Data entries
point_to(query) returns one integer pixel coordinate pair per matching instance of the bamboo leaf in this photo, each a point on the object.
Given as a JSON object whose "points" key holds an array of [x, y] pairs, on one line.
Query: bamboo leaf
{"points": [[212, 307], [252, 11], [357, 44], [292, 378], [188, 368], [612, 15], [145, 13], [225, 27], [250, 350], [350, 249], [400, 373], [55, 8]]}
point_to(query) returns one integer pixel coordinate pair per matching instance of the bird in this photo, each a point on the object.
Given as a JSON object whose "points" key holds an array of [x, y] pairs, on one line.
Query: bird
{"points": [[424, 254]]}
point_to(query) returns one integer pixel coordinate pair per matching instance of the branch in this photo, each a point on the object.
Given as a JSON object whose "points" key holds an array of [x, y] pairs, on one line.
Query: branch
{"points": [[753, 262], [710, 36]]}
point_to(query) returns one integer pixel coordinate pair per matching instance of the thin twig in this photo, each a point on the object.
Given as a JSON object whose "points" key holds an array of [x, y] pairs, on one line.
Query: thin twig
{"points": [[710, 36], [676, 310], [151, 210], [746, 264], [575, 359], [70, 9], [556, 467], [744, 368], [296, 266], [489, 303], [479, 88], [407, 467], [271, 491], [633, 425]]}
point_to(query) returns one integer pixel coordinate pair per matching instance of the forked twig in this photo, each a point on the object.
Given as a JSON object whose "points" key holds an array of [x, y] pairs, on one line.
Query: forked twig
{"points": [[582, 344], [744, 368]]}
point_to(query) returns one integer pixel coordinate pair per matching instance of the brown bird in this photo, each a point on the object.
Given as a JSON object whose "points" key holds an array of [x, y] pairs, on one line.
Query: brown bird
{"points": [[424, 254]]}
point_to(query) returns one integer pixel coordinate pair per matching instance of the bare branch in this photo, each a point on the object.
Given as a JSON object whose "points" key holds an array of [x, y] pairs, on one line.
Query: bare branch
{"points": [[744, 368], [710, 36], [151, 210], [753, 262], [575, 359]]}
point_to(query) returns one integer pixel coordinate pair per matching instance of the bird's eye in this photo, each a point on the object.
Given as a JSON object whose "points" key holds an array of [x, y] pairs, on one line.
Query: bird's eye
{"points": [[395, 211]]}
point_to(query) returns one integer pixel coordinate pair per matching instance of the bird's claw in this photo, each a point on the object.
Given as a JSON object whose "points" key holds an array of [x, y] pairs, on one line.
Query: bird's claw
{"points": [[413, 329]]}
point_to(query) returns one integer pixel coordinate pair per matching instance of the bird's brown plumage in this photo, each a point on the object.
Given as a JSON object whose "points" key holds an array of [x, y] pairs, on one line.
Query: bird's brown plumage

What to work on: Could you transcribe each entry exactly as it stands?

Written solution:
point_to(query) returns one integer pixel coordinate pair per matching instance of the bamboo leaf in this photo, each a point on the object.
Given as a JSON object whose "points" key holds an array of [x, y] pairs, on one line.
Query: bamboo leaf
{"points": [[212, 307], [252, 11], [357, 44], [292, 378], [188, 368], [612, 15], [145, 13], [225, 27], [250, 350], [350, 249], [400, 373], [55, 8]]}
point_to(query) returns one integer pixel coordinate pair per matching instance of the bird in this photo, each a point on the object.
Given as a JSON object whose "points" key holds an array of [x, y] pairs, on one line.
Query: bird
{"points": [[424, 254]]}
point_to(query) returns one integer pixel coordinate pair per matching instance of the branch in this photo, each a point on the object.
Given as a JSON object whose "points" key holds an array of [x, y] pairs, on one line.
Query: branch
{"points": [[753, 262], [710, 36]]}
point_to(query) returns one integer pixel coordinate pair per matching instance of the thin twig in this photo, each a point on the object.
Given as a JSON object whose "points" key holds an array of [x, y] pairs, on one line.
Query: thin twig
{"points": [[710, 36], [676, 310], [151, 210], [746, 264], [575, 359], [70, 9], [556, 467], [744, 368], [296, 266], [489, 303], [479, 88], [407, 467], [271, 491], [633, 425]]}
point_to(query) returns one integer pixel coordinate pair per matching instance of the forked twig in this photo, each a point on the object.
Given as a JSON object whose "points" key holds an array of [x, y] pairs, on one line.
Query: forked twig
{"points": [[582, 344], [744, 368]]}
point_to(query) returns one integer pixel coordinate pair per matching instance of the brown bird in this photo, each a point on the object.
Given as a JSON object whose "points" key holds an array of [x, y] pairs, on one line.
Query: brown bird
{"points": [[424, 254]]}
point_to(query) returns one integer pixel coordinate pair per matching instance of the bare branch in this photo, each a point on the object.
Given as a JSON object whose "points" key holds an array of [x, y] pairs, on one line.
Query: bare branch
{"points": [[744, 368], [710, 36], [151, 210], [753, 262], [575, 359]]}
point_to(query) returns one integer pixel coordinate pair per matching instance of the bird's eye in this photo, each a point on the object.
Given as a JSON object whose "points" key holds an array of [x, y] pairs, on one line.
Query: bird's eye
{"points": [[395, 211]]}
point_to(query) returns one integer pixel coordinate pair per matching instance of the bird's claw in this photo, each a point on the object.
Given as a JSON object whose "points" key holds an array of [x, y] pairs, on one line.
Query: bird's claw
{"points": [[413, 329]]}
point_to(query) returns one integer pixel coordinate pair per matching instance of the bird's brown plumage in this photo, each a point on the object.
Given as a JSON object whose "points" key holds an array of [x, y] pairs, on one line.
Query: bird's brown plumage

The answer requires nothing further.